Greg McBride, Bankrate chief financial analyst, in summary:

The Fed is dusting off the financial crisis playbook, returning to bond buying, coordinating with other global central banks to provide access to U.S. dollar liquidity, cutting interest rates to zero and opening the Fed’s discount window to ensure the flow of credit through banks to consumers and businesses.

“It’s really great for our country,” gushed the president.

But is it? Did yesterday’s “shock and awe” bazooka blast score a hit?

It did, yes. A direct hit — to the wrong side.

Shocked and Awed…

Stock futures went careening last evening, so shocked, so awed were they. They promptly went “limit down.”

The future arrived this morning at 9:30 Eastern. And markets remained shocked and awed…

The Dow Jones plunged nearly 10% from the opening whistle. The S&P and Nasdaq followed in lockstep.

Once again the breakers tripped… and trading was suspended 15 minutes.

“The central banks threw the kitchen sink at it yesterday evening, yet here we are (with deep falls in stock markets),” yelled Societe Generale strategist Kit Juckes.

“This is what panic looks like,” hollered Patrick Healey, president of Caliber Financial Partners.

Yet we are not surprised. Markets can see the beads of perspiration forming about Mr. Powell’s forehead. Markets are flighty birds easily frightened.

And what telegraphs fear more than a “shock-and-awe bazooka”?

The shock and awe deepened throughout the day…

Another “Worst Day Since Black Monday”

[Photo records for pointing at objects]

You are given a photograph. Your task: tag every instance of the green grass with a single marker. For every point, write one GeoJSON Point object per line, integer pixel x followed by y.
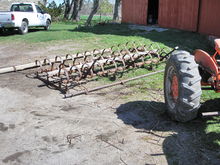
{"type": "Point", "coordinates": [104, 36]}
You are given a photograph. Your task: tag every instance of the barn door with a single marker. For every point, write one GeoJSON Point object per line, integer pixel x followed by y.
{"type": "Point", "coordinates": [134, 11]}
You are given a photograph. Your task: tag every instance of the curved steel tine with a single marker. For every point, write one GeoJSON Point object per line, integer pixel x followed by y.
{"type": "Point", "coordinates": [47, 61]}
{"type": "Point", "coordinates": [85, 55]}
{"type": "Point", "coordinates": [38, 63]}
{"type": "Point", "coordinates": [61, 60]}
{"type": "Point", "coordinates": [80, 73]}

▶ _What the exercise asks_: Write the next part of the commentary on the Fed's emergency measures and the stock market plunge, starting after its last line. These records come from a different source than the text.

▶ _Exercise result_:
We grow weary of repeating it. But the Dow Jones once again suffered its mightiest whaling since Black Monday, 1987.

The index gushed another 2,997 points today to close at 20,188 — giving back another 12.93%.

The S&P lost 325 points, or 11.98%. The Nasdaq, 970 points and 12.32%

And so additional trillions of stock market wealth vanish into the electricity, lost.

Losses accelerated towards day’s end. Why?

Late this afternoon the president said the “worst of the outbreak” could stretch into August.

Fear gauge VIX went skyshooting to 83 today — within shouting distance of its record 90 from October 2008.

And so we return to our opening question:

“If this doesn’t work… what will?”

Alas, the question is easier asked than answered…

“Just Close the Whole Thing up”

One CNBC host even suggests shuttering Wall Street. Shrieks Mr. Scott Wapner:

How are folks supposed to focus on trading stocks when they’re dealing with nervous kids out of school, spouses working from home and scrambling to keep up, all while managing their own anxieties? Just close the whole thing up and start again later. It’s the right thing to do.

It may be the right thing to do or the wrong thing to do. Regardless, it has been done before.

The stock market was suspended 10 days during the panic of 1873 — and four entire months at the outset of the First World War.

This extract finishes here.